### [Source extract]
★ ★ ★ ★ ★ ★ ★
Assuming we have $y_1, y_2, ... y_k$ and to want get a new estimate $\beta$ based on them. The smallest loss is obtained when we find $\beta$ which makes the derivative of the loss to zero.

L1 loss

$$L1=\frac{1}{k}\sum_{i=1}^k|y_i-\beta|$$ $$\frac{\partial L_1}{\partial\beta}=-\frac{1}{k}\sum_{i=1}^k sgn(y_i-\beta)$$ $sgn(y_i-\beta)$ is 1 when $y_i>\beta$, -1 when $y_i<\beta$. The derivative equals to 0 when there is the same number of positive and negative terms among the $y_i-\beta$, which means $\beta$ should be the median of $y_i$.
★ ★ ★ ★ ★ ★ ★
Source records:
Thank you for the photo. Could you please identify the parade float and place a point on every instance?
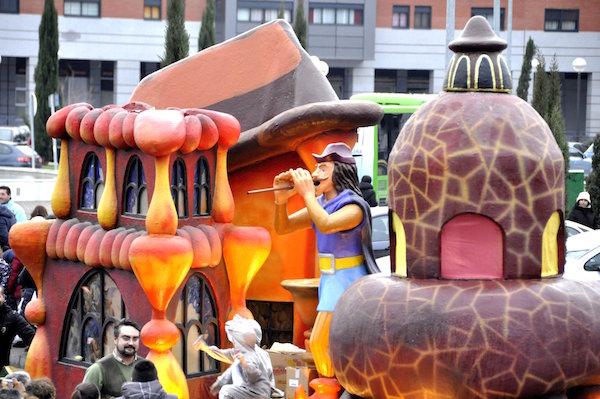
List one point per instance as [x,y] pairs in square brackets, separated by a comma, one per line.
[476,306]
[152,217]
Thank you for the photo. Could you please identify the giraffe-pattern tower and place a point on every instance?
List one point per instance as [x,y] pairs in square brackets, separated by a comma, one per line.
[476,306]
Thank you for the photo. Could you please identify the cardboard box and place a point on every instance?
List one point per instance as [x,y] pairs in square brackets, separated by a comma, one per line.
[282,360]
[296,376]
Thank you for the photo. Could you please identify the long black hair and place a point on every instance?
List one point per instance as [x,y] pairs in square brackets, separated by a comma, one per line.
[345,176]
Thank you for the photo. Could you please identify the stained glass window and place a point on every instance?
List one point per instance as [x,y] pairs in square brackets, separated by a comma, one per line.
[136,195]
[92,182]
[179,187]
[202,202]
[95,307]
[196,315]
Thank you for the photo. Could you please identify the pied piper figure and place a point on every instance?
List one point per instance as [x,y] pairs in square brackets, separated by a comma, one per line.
[341,218]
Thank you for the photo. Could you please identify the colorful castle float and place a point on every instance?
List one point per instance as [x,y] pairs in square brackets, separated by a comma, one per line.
[153,221]
[476,307]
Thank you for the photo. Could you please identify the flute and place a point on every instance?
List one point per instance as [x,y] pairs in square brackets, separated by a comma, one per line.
[264,190]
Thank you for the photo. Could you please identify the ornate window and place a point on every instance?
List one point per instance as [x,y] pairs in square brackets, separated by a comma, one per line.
[202,202]
[95,307]
[400,17]
[179,188]
[423,17]
[152,9]
[92,183]
[135,201]
[196,315]
[84,8]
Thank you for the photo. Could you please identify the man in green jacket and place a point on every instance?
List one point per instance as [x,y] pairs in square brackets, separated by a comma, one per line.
[110,372]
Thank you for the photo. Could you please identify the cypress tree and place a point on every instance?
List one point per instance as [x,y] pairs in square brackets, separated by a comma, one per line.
[556,120]
[300,24]
[593,180]
[540,88]
[523,86]
[206,38]
[177,41]
[46,76]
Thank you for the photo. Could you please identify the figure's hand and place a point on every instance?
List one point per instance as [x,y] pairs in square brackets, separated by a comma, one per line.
[303,183]
[242,359]
[283,180]
[215,388]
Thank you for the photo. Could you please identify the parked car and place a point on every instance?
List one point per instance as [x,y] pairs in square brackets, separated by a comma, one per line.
[584,267]
[15,134]
[590,151]
[381,233]
[575,228]
[579,161]
[13,154]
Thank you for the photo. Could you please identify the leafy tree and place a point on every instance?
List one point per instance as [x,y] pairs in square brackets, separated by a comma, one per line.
[523,86]
[46,76]
[300,24]
[206,37]
[593,180]
[540,88]
[177,41]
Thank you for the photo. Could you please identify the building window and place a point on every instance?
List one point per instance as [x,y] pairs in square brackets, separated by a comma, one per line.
[92,183]
[82,8]
[202,202]
[400,17]
[9,6]
[146,68]
[136,195]
[152,9]
[561,20]
[179,187]
[488,13]
[276,320]
[253,11]
[107,76]
[423,17]
[196,315]
[95,307]
[335,14]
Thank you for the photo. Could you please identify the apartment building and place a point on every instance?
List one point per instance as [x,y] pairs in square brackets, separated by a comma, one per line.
[108,46]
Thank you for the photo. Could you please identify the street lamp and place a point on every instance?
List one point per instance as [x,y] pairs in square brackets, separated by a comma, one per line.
[578,65]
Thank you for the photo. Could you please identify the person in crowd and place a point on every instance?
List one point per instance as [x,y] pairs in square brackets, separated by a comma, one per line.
[250,375]
[144,383]
[41,388]
[341,218]
[366,188]
[39,211]
[11,324]
[582,211]
[16,209]
[110,372]
[86,390]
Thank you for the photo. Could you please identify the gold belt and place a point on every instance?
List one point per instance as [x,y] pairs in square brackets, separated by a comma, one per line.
[329,263]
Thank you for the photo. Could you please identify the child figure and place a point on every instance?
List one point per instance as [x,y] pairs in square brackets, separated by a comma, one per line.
[250,375]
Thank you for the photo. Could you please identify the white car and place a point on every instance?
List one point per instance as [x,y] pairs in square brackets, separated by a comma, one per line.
[584,267]
[574,228]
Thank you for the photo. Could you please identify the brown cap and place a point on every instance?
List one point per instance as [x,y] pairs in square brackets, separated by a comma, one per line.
[336,152]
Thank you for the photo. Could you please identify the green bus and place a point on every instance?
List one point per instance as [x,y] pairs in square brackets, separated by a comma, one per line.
[375,142]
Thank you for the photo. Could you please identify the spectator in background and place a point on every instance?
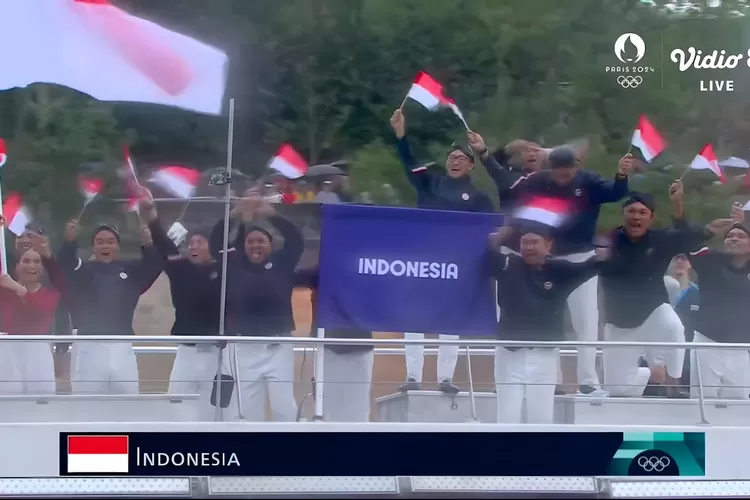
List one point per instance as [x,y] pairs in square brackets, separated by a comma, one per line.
[451,190]
[27,307]
[195,285]
[586,192]
[260,282]
[104,293]
[347,369]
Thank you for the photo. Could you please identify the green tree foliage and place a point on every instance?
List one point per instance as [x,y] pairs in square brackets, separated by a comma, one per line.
[325,75]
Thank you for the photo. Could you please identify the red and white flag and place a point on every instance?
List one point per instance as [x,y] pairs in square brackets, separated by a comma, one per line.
★ ★ ★ ★ ★ ★ ★
### [Tasks to complete]
**1)** Reproduce the stretch of the L1 loss excerpt from "Assuming we have" through "loss to zero.".
**2)** In the L1 loss excerpt, what should β be for the derivative of the loss to equal zero?
**3)** Extend the L1 loss excerpt onward from its last sentence.

### [Answer set]
**1)**
Assuming we have $y_1, y_2, ... y_k$ and to want get a new estimate $\beta$ based on them. The smallest loss is obtained when we find $\beta$ which makes the derivative of the loss to zero.

**2)** The median of the y_i.

**3)**
L2 loss

$$L2=\frac{1}{k}\sum_{i=1}^k(y_i-\beta)^2$$ $$\frac{\partial L_2}{\partial\beta}=-\frac{2}{k}\sum_{i=1}^k(y_i-\beta)$$ $$\frac{\partial L_2}{\partial\beta}=0\rightarrow\beta=\frac{1}{k}\sum_{i=1}^k y_i$$
So to minimize L2 loss, $\beta$ should be the mean of $y_i$.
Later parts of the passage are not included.